Updated: Jan 12
In John 2, John moves on from the call of the first disciples to Jesus’ first sign, or miracle, at the wedding feast at Cana. In v11, John makes clear that this sign is meant to signify the glory of our Lord. There are two primary significations in turning water into wine. First, this miracle signifies Jesus’ divinity. Only God can transform mere water into rich wine, and so by this miracle Jesus is glorified as his divinity is signified.
Second, this miracle signifies the goal of Jesus’ mission. The law was given through Moses, and the jars of water that were filled up were reserved for the Jewish purification rites, for ceremonial washings. But, grace and truth came through Jesus Christ (John 1:16), and the water for ceremonial washing was transformed into wine for celebration. More than that, the wine of this feast points to the wine of the Last Supper, which points to the shed blood of our savior, which makes possible the wedding feast of the Lamb at the consummation of all things. And so, by this miracle, Jesus is glorified as his mission is signified.
Such is the main thrust of this text, but I want to spend this reflection thinking about the fact that God used the common present, or good, of wine to signify the divinity of the Son and the goal of his mission. To do that we need to begin with the fairly obvious observation that, by turning water into wine, our Lord endorsed the common goodness of wine. It should also be noted that his miracle took place in the context of a marriage celebration and not a “drinking party.” This second observation reminds us that Jesus endorsed the goodness of wine as an accompaniment to the goodness of marriage.

*Dataset records*
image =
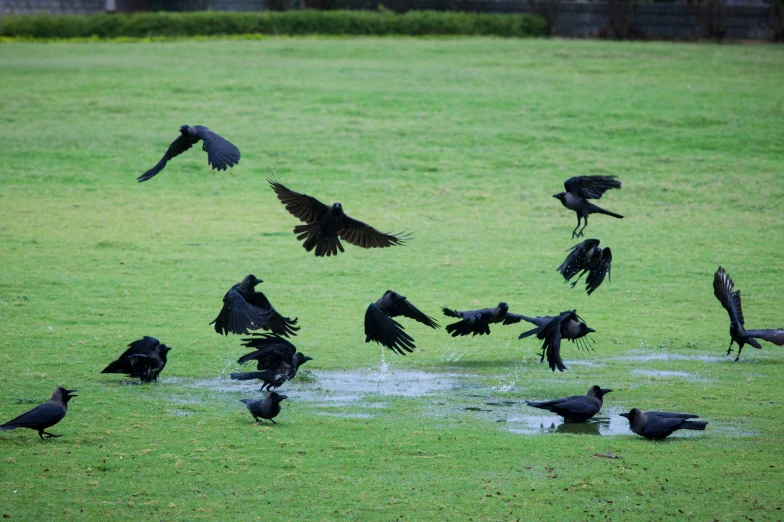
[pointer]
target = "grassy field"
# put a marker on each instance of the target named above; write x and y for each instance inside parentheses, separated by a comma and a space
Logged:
(463, 142)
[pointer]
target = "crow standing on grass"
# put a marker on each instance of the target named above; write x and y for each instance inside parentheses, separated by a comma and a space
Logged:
(479, 321)
(44, 416)
(266, 408)
(587, 257)
(566, 325)
(326, 225)
(579, 189)
(723, 289)
(246, 309)
(657, 425)
(277, 359)
(381, 328)
(144, 359)
(578, 408)
(220, 152)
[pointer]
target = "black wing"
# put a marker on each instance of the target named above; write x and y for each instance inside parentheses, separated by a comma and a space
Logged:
(550, 334)
(221, 153)
(178, 146)
(723, 289)
(772, 336)
(271, 351)
(591, 187)
(578, 258)
(276, 323)
(363, 235)
(47, 413)
(406, 309)
(386, 331)
(238, 316)
(598, 271)
(303, 207)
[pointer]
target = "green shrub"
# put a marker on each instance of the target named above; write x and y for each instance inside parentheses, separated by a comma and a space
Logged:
(209, 23)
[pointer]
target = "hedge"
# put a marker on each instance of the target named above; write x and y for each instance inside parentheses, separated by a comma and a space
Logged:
(211, 23)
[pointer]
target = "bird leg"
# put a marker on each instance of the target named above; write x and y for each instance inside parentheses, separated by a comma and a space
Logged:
(578, 226)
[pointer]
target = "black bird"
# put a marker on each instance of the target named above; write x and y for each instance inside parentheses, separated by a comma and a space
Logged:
(220, 152)
(656, 425)
(587, 257)
(44, 416)
(266, 408)
(723, 289)
(277, 359)
(326, 225)
(246, 309)
(479, 321)
(566, 325)
(579, 189)
(144, 359)
(381, 328)
(578, 408)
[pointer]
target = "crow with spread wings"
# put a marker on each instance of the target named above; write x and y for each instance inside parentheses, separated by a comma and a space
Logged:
(326, 225)
(221, 153)
(381, 328)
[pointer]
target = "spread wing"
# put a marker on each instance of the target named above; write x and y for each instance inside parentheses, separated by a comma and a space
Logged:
(303, 207)
(46, 413)
(221, 153)
(406, 309)
(178, 146)
(578, 258)
(591, 187)
(723, 290)
(271, 351)
(598, 271)
(772, 336)
(387, 332)
(363, 235)
(238, 316)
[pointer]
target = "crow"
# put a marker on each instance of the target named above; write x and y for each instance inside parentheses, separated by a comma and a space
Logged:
(44, 416)
(381, 328)
(326, 225)
(723, 289)
(581, 188)
(145, 359)
(220, 152)
(566, 325)
(657, 425)
(479, 321)
(246, 309)
(587, 257)
(266, 408)
(578, 408)
(277, 359)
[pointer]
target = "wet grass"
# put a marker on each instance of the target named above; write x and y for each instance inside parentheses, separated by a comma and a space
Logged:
(462, 141)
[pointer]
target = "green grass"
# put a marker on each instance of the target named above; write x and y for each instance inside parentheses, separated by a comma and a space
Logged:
(462, 141)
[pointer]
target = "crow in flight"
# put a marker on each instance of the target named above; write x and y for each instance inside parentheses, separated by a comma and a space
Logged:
(266, 408)
(326, 225)
(277, 359)
(246, 309)
(380, 327)
(566, 325)
(144, 359)
(479, 321)
(578, 408)
(220, 152)
(587, 257)
(723, 289)
(44, 416)
(579, 190)
(656, 425)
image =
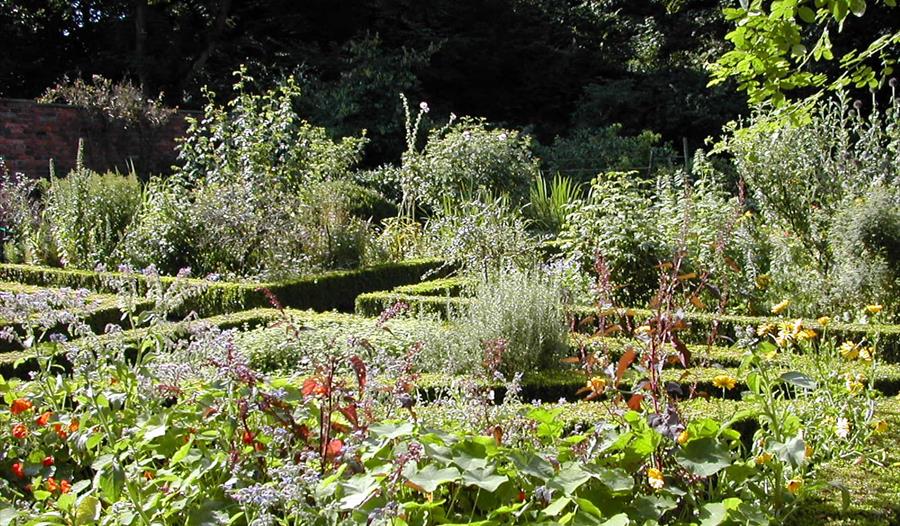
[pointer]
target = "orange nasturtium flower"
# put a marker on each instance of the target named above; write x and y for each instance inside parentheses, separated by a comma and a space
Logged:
(724, 381)
(42, 420)
(20, 405)
(655, 478)
(20, 431)
(794, 485)
(778, 309)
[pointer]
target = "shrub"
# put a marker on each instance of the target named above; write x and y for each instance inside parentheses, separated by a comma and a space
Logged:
(801, 173)
(549, 203)
(466, 158)
(159, 232)
(114, 108)
(619, 222)
(362, 202)
(481, 236)
(866, 237)
(635, 225)
(259, 139)
(517, 314)
(19, 217)
(86, 215)
(587, 152)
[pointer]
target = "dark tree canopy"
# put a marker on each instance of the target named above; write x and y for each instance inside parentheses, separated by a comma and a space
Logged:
(544, 65)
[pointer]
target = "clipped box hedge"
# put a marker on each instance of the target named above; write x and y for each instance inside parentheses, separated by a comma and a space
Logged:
(700, 324)
(18, 363)
(372, 304)
(436, 287)
(330, 290)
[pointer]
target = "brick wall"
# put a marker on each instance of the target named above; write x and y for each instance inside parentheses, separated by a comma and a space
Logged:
(31, 134)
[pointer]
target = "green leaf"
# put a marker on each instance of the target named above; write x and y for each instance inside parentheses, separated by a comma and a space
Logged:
(704, 457)
(556, 507)
(430, 478)
(155, 432)
(800, 380)
(616, 479)
(618, 520)
(484, 478)
(357, 490)
(715, 513)
(807, 14)
(533, 465)
(390, 431)
(569, 478)
(182, 451)
(88, 511)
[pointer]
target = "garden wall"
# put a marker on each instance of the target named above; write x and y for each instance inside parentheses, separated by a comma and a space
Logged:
(31, 134)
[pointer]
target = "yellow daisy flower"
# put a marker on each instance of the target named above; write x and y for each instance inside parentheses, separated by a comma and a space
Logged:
(724, 381)
(781, 307)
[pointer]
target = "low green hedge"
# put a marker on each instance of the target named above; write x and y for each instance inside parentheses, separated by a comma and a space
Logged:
(374, 303)
(17, 364)
(436, 287)
(699, 324)
(728, 328)
(326, 291)
(102, 309)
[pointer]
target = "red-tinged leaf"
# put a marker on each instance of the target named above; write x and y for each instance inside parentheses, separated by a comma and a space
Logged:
(498, 435)
(313, 387)
(684, 354)
(303, 432)
(732, 264)
(339, 427)
(359, 367)
(697, 302)
(612, 330)
(413, 486)
(625, 362)
(334, 449)
(587, 320)
(350, 413)
(634, 403)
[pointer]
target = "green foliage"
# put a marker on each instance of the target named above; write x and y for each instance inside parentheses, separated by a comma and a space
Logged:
(550, 202)
(866, 237)
(86, 214)
(19, 216)
(259, 140)
(517, 314)
(114, 102)
(802, 176)
(618, 222)
(159, 232)
(362, 96)
(465, 159)
(587, 152)
(324, 291)
(480, 236)
(777, 46)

*To do*
Continue the reflection on Jesus turning water into wine at Cana, starting after its last sentence, which says he endorsed the goodness of wine as an accompaniment to the goodness of marriage.

*Answer below*
But, back to the wine, it’s significant that our Lord did not turn unclean water into Poland Spring. No, he turned water into wine. Moreover, he didn’t provide plain old wine like a mass-produced Chardonnay, but fine wine, like a rich Bordeaux. That is to say, this was not a miracle that begrudgingly used a common cultural item like wine because there was no alternative sign to signify the finest feast that was yet to come. Rather, our Lord endorsed this present, this gift from God, that is common to us all, by offering the best sign to signify the greatness, the richness, the depth, the delight, the beauty of his own sacrifice for our sins.
And it is quite Scriptural for wine to be the sign in this miracle. Psalm 104 extols the goodness of God in the goodness of creation, giving thanks to God that he provided, among other things, “wine to gladden the heart of man” (Psalm 104:15 ESV). When Paul writes to Timothy, he acknowledges the benefits of wine beyond gladdening our hearts: “No longer drink only water, but use a little wine for the sake of your stomach and your frequent ailments” (1 Tim 5:23 ESV). Interestingly, beyond the antimicrobial action of alcohol, the biological components and attendants to the fermentation process have been shown to promote gut health. What Paul knew as a general rule is confirmed by the biological sciences!
At the same time, we need to remember the context in which miracle was performed, a wedding feast, and the purpose this miracle was performed, to glorify the Son of God. These two considerations are crucial for our wise partaking of wine. After all, as Scriptural as it is to acknowledge wine as a common present, it is also quite Scriptural to acknowledge the importance of wise partaking.
Proverbs says, “Wine is a mocker, strong drink a brawler, and whoever is led astray by it is not wise” (Prov 20:1 ESV). Prov 23:29-35 is dedicated to painting a picture of the folly of drunkenness in stark, realistic, and depressing terms. It ends with the haunting words, “When shall I awake? I must have another drink" (Prov 23: 35 ESV), which remind us of the folly of being enslaved to our passions.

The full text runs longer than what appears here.